• _WHAT YOU SHOULD DO_
Count the lines below that contain the word "gray" and give only that number.

• _DATA LINES_
____________

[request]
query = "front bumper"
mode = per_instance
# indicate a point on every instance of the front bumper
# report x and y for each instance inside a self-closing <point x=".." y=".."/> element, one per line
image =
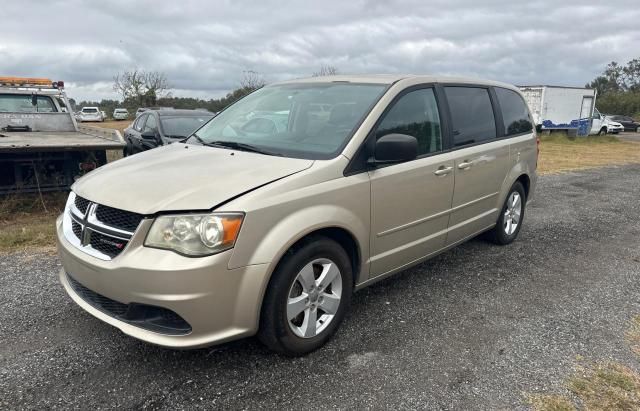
<point x="218" y="304"/>
<point x="615" y="129"/>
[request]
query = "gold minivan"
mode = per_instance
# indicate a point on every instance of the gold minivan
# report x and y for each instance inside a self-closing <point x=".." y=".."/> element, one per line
<point x="267" y="218"/>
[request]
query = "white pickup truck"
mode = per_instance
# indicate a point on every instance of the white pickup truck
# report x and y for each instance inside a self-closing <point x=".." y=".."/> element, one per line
<point x="42" y="148"/>
<point x="90" y="114"/>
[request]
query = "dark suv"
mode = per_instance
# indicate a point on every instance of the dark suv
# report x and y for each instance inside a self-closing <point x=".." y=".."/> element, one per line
<point x="154" y="128"/>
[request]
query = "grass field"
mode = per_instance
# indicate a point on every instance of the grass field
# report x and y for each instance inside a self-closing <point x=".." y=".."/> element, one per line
<point x="559" y="153"/>
<point x="24" y="222"/>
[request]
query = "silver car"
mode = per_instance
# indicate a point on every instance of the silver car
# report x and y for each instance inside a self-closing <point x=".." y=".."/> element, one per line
<point x="272" y="214"/>
<point x="120" y="114"/>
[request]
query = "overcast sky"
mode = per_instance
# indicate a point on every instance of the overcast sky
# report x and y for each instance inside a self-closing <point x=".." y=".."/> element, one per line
<point x="203" y="46"/>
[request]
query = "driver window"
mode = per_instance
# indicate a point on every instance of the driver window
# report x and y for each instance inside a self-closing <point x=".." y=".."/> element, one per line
<point x="151" y="124"/>
<point x="415" y="114"/>
<point x="139" y="122"/>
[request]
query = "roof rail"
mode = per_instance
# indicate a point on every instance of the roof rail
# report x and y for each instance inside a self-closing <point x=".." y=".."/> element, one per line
<point x="30" y="82"/>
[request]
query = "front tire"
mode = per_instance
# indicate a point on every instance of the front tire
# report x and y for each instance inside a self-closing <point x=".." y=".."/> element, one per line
<point x="511" y="216"/>
<point x="307" y="298"/>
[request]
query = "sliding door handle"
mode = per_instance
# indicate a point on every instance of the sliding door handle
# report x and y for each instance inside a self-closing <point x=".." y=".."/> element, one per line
<point x="443" y="171"/>
<point x="465" y="165"/>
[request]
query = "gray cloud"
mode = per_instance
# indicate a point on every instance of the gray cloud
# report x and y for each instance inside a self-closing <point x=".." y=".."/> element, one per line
<point x="203" y="47"/>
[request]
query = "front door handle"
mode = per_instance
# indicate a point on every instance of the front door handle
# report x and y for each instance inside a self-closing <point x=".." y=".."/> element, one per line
<point x="465" y="165"/>
<point x="443" y="171"/>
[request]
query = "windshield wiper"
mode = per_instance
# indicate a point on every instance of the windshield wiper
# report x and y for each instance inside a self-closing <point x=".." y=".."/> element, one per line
<point x="238" y="146"/>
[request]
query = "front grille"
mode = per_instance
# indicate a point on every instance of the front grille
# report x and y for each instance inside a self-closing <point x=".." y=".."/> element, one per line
<point x="99" y="230"/>
<point x="107" y="245"/>
<point x="124" y="220"/>
<point x="82" y="204"/>
<point x="77" y="229"/>
<point x="149" y="317"/>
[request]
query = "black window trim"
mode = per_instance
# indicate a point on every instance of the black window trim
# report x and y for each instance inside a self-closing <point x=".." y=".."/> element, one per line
<point x="143" y="120"/>
<point x="497" y="114"/>
<point x="358" y="163"/>
<point x="497" y="104"/>
<point x="155" y="117"/>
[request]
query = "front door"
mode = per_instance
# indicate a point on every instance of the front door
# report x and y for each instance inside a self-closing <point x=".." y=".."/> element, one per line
<point x="410" y="202"/>
<point x="481" y="162"/>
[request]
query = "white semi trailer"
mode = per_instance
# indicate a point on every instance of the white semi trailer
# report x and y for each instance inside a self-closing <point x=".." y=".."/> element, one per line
<point x="570" y="109"/>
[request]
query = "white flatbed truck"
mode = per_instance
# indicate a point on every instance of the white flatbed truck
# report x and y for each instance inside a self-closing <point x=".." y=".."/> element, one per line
<point x="42" y="148"/>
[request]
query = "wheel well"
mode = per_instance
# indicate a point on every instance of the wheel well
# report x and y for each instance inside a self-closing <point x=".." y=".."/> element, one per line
<point x="341" y="236"/>
<point x="526" y="183"/>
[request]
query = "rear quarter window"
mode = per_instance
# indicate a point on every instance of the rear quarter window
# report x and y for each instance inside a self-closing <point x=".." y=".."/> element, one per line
<point x="471" y="114"/>
<point x="515" y="113"/>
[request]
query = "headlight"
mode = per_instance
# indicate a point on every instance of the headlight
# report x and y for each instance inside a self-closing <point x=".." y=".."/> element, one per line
<point x="195" y="234"/>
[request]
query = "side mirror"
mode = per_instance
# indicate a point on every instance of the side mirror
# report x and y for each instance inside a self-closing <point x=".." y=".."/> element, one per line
<point x="395" y="148"/>
<point x="151" y="137"/>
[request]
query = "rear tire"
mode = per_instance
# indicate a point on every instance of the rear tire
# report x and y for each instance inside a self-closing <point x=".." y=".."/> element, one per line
<point x="293" y="320"/>
<point x="511" y="216"/>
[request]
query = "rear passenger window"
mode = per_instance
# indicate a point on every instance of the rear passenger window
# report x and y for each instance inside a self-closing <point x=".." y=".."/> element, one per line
<point x="139" y="122"/>
<point x="471" y="114"/>
<point x="415" y="114"/>
<point x="514" y="112"/>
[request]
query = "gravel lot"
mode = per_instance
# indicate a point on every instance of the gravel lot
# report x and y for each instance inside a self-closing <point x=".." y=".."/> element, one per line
<point x="475" y="328"/>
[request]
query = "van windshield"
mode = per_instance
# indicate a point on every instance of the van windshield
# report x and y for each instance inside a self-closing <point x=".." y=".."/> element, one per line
<point x="303" y="120"/>
<point x="22" y="103"/>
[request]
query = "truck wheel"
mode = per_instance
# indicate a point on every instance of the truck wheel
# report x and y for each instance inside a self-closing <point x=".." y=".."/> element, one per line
<point x="307" y="298"/>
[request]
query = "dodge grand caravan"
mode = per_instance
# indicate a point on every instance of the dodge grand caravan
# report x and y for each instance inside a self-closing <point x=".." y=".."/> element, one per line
<point x="266" y="219"/>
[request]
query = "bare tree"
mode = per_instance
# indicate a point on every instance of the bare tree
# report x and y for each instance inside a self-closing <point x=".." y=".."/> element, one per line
<point x="156" y="84"/>
<point x="251" y="81"/>
<point x="326" y="70"/>
<point x="141" y="86"/>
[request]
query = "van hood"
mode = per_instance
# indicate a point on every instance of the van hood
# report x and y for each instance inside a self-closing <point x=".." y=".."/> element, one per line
<point x="182" y="177"/>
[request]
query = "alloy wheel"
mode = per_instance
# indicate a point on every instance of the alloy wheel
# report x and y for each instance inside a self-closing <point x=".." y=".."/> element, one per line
<point x="314" y="298"/>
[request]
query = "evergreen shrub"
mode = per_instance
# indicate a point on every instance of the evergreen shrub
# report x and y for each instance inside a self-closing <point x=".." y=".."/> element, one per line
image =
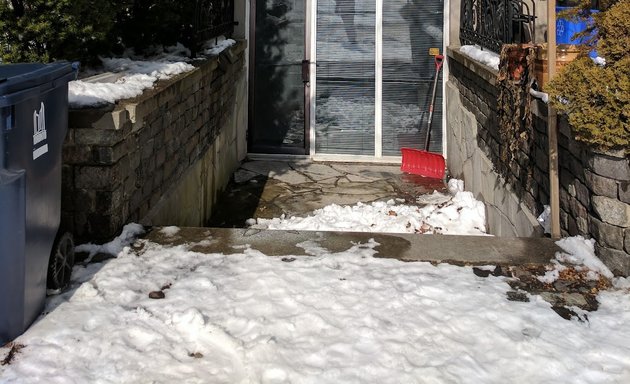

____________

• _OUTPUT FOR THIS EXERCISE_
2